SOURCE PASSAGE -
----------------

PITTSBURGH -- Richard Mellon Scaife, the billionaire heir to the Mellon banking and oil fortune and a newspaper publisher who funded libertarian and conservative causes and various projects to discredit President Bill Clinton, has died. He was 82.
Scaife died early Friday at his home, his newspaper, the Pittsburgh Tribune-Review, reported. Scaife's death comes less than two months after he announced in a first-person, front-page story in his Pittsburgh Tribune-Review that he had an untreatable form of cancer.
"Some who dislike me may rejoice at the news," wrote Scaife, who acknowledged making political and other enemies. "Naturally, I can't share their enthusiasm."
He was the grand-nephew of Andrew Mellon, a banker and secretary of the Treasury who was involved with some of the biggest industrial companies of the early 20th century. Forbes magazine estimated Scaife's net worth in 2013 at $1.4 billion.
The intensely private Scaife became widely known in the 1990s when first lady Hillary Rodham Clinton said her husband was being attacked by a "vast right-wing conspiracy." White House staffers and other supporters suggested Scaife was playing a central role in the attack.
Several foundations controlled by Scaife gave millions of dollars to organizations run by critics of Clinton, including $1.7 million for a project at the conservative American Spectator magazine to dig up information about his role in the Whitewater real estate scandal.
Scaife rarely gave interviews, but in a sit-down with George magazine editor John F. Kennedy Jr. in 1998, he called President Clinton "an embarrassment."
In the interview, Scaife denied his money helped support an effort to hurt the president, but he suggested Clinton might be linked to the deaths of dozens of administration officials and associates, including White House Deputy Counsel Vince Foster and onetime Commerce Secretary Ron Brown. Foster's death was determined to be a suicide. Brown died in a plane crash.

----------------

RECORDED DATA -
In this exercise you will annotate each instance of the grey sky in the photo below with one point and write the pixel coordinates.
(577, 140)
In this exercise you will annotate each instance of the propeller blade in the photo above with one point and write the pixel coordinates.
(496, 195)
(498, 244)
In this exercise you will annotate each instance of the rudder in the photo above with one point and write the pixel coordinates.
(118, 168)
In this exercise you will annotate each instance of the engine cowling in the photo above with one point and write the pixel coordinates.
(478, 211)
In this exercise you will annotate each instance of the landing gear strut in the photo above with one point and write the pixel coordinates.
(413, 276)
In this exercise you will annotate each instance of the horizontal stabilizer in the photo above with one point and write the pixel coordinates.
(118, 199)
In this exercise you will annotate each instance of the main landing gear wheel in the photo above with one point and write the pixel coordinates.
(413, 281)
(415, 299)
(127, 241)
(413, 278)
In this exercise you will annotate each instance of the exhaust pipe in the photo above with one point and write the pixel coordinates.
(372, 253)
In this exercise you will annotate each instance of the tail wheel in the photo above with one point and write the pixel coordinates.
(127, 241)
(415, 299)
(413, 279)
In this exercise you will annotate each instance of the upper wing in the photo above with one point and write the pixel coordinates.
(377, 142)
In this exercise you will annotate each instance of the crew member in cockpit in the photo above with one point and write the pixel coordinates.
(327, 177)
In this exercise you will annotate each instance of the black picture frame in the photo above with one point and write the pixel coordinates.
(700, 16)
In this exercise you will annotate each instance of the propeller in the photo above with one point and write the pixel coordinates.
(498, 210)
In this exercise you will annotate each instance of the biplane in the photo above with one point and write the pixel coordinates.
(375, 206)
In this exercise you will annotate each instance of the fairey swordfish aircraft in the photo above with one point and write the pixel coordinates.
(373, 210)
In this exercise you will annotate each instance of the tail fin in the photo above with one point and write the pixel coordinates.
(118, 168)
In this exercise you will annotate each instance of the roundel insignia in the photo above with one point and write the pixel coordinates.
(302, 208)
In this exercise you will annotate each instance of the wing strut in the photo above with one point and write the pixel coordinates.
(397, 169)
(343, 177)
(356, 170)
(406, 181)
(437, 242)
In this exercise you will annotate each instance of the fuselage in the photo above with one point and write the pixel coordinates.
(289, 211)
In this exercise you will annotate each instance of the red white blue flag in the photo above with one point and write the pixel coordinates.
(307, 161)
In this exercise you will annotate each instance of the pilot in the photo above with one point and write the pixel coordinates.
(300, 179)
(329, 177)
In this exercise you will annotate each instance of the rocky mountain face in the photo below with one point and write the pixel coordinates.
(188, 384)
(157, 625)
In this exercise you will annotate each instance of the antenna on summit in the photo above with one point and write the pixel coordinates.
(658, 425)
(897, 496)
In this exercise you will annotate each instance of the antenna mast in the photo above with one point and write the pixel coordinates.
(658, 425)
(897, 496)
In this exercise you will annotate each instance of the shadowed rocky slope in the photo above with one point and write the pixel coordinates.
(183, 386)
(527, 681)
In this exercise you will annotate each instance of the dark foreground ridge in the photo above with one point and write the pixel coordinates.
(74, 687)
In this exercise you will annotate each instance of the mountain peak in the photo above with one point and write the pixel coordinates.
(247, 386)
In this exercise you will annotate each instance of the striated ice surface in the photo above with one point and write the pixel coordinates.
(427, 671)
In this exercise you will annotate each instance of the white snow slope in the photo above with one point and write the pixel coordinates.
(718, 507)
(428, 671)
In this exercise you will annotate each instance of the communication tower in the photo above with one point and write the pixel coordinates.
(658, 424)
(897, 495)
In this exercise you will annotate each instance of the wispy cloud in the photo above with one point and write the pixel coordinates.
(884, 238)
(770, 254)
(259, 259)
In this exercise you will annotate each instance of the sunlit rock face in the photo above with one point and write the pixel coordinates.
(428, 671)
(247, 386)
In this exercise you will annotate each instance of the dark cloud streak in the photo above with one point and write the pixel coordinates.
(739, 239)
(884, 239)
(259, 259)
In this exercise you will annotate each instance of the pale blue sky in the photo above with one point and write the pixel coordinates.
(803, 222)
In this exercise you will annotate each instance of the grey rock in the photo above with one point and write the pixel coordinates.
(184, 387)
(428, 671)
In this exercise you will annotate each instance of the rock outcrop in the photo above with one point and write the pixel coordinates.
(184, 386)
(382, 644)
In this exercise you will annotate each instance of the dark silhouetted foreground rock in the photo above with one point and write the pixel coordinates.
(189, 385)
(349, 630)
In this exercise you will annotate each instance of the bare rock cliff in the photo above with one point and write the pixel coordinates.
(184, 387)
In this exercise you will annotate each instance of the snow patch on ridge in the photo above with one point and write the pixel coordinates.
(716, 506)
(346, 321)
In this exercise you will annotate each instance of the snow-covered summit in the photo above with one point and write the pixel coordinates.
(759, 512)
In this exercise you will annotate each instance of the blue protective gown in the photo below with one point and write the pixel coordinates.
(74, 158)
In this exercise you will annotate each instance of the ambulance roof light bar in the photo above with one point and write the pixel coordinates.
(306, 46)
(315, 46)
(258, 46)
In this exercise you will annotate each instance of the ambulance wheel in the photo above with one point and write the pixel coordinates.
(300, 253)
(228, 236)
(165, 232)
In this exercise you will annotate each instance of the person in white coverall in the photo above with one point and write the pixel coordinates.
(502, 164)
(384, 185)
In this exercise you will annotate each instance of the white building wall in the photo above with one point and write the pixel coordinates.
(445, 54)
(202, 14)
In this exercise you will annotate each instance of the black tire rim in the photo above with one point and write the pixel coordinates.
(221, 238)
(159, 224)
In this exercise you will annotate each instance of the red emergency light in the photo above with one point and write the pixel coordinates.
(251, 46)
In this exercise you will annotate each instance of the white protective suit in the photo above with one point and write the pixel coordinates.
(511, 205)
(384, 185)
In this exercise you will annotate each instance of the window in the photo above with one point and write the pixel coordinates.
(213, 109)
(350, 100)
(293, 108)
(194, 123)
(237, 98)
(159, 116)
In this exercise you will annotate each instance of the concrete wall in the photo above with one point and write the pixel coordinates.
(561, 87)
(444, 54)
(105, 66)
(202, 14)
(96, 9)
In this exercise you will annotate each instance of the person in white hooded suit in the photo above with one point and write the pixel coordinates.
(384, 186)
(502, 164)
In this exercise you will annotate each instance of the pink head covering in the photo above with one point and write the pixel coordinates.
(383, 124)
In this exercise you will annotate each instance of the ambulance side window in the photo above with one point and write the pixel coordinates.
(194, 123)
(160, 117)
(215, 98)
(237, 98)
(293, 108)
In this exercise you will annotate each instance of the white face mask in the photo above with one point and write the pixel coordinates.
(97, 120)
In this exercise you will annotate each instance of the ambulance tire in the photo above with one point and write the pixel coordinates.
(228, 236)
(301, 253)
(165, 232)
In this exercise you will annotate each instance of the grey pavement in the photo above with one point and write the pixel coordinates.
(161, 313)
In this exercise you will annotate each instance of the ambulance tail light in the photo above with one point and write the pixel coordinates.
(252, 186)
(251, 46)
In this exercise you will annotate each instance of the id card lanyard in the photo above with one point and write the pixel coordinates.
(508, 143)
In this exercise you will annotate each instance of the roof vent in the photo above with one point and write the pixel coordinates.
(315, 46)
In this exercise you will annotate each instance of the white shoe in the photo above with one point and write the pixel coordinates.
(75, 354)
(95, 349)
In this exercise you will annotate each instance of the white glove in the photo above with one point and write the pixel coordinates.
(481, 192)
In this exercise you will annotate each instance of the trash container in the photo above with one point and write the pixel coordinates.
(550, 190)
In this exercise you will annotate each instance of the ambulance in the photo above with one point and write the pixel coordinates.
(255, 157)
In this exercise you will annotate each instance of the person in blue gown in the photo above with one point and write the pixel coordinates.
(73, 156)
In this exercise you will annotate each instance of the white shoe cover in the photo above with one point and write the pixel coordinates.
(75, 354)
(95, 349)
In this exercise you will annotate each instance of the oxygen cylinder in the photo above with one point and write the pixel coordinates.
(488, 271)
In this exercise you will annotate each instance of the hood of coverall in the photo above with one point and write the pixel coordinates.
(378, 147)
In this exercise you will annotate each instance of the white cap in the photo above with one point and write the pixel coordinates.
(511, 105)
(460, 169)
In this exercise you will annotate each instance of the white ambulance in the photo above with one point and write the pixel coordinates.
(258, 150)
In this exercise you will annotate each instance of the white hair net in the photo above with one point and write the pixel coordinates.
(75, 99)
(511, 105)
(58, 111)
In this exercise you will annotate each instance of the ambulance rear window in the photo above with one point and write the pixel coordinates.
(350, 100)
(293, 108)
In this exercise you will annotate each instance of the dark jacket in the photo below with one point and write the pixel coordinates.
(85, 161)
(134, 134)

----------------

Please give the figure Forbes magazine estimated for Scaife's net worth in 2013, according to the Scaife article. Draw only on the Scaife article, not on the entries.

$1.4 billion.